Count every line in the entries below that contains the word "this", and give only that number.

-- The input follows --

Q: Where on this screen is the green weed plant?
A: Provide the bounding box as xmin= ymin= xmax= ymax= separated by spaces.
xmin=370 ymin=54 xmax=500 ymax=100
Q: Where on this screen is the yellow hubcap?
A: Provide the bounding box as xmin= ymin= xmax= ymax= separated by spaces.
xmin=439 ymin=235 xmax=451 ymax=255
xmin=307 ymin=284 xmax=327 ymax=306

-- The input concluded --

## Solution:
2